%%

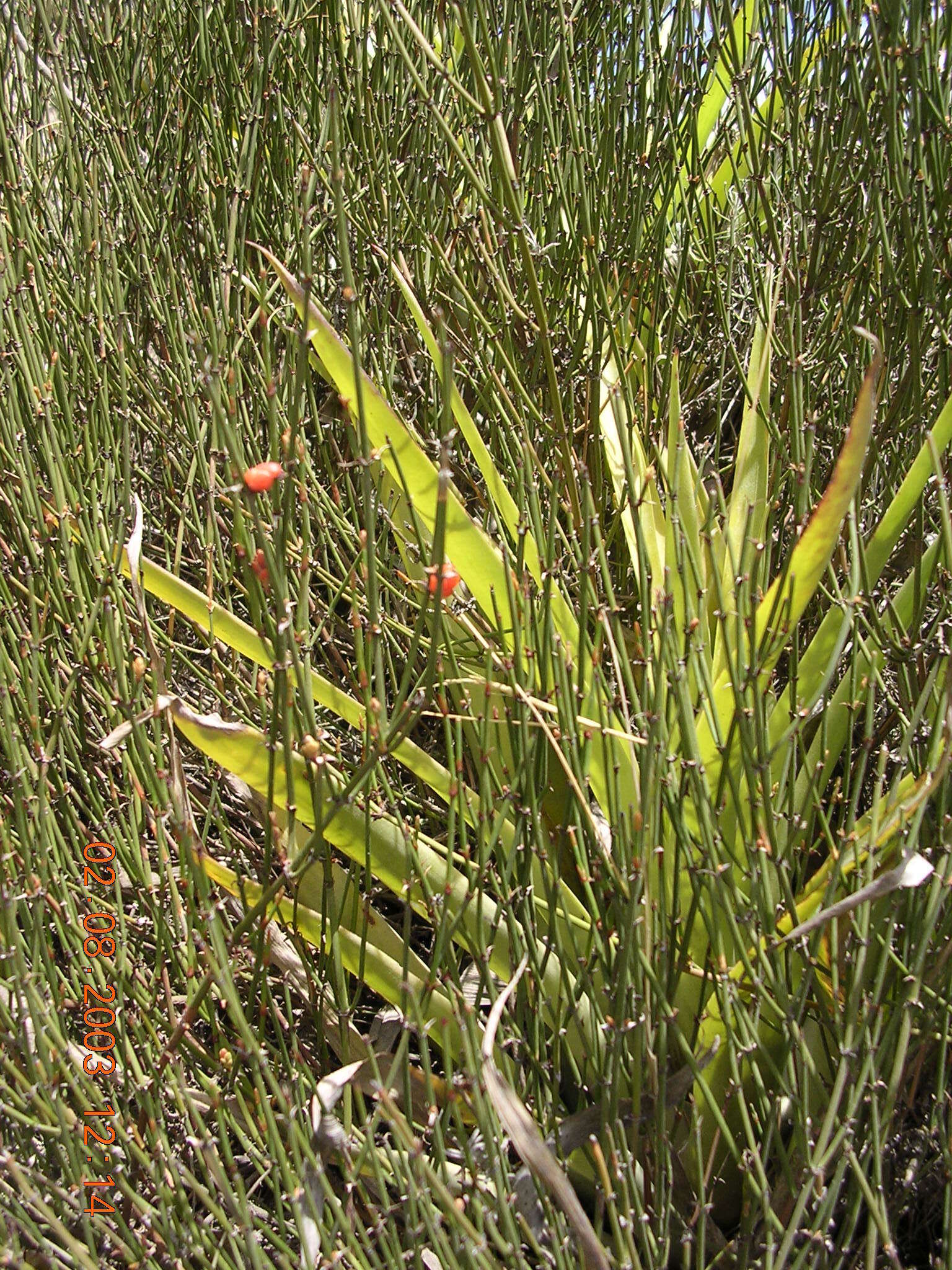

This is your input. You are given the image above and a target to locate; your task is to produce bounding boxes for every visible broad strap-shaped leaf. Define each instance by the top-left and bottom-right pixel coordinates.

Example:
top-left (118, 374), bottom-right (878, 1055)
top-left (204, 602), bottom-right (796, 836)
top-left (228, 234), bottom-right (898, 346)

top-left (122, 538), bottom-right (590, 941)
top-left (258, 246), bottom-right (522, 646)
top-left (697, 353), bottom-right (882, 786)
top-left (258, 246), bottom-right (642, 809)
top-left (195, 851), bottom-right (459, 1054)
top-left (756, 353), bottom-right (882, 673)
top-left (713, 309), bottom-right (773, 678)
top-left (391, 262), bottom-right (542, 584)
top-left (170, 699), bottom-right (602, 1055)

%%

• [What needs to be done] Repeat the listing above verbatim, leaving out the pictures.

• [Expected answer]
This is your input. You are given the image above and a target to locate; your task is to produce bounding boxes for every visible broad strap-shaped leaf. Define each instance by the top-left and bottom-right pixel coordinates.

Example:
top-left (118, 374), bottom-right (878, 1055)
top-left (204, 602), bottom-right (796, 836)
top-left (228, 234), bottom-right (898, 346)

top-left (122, 538), bottom-right (590, 941)
top-left (258, 246), bottom-right (522, 646)
top-left (697, 353), bottom-right (882, 786)
top-left (258, 246), bottom-right (642, 809)
top-left (195, 851), bottom-right (459, 1054)
top-left (756, 353), bottom-right (882, 673)
top-left (713, 309), bottom-right (773, 678)
top-left (391, 262), bottom-right (542, 584)
top-left (170, 699), bottom-right (602, 1055)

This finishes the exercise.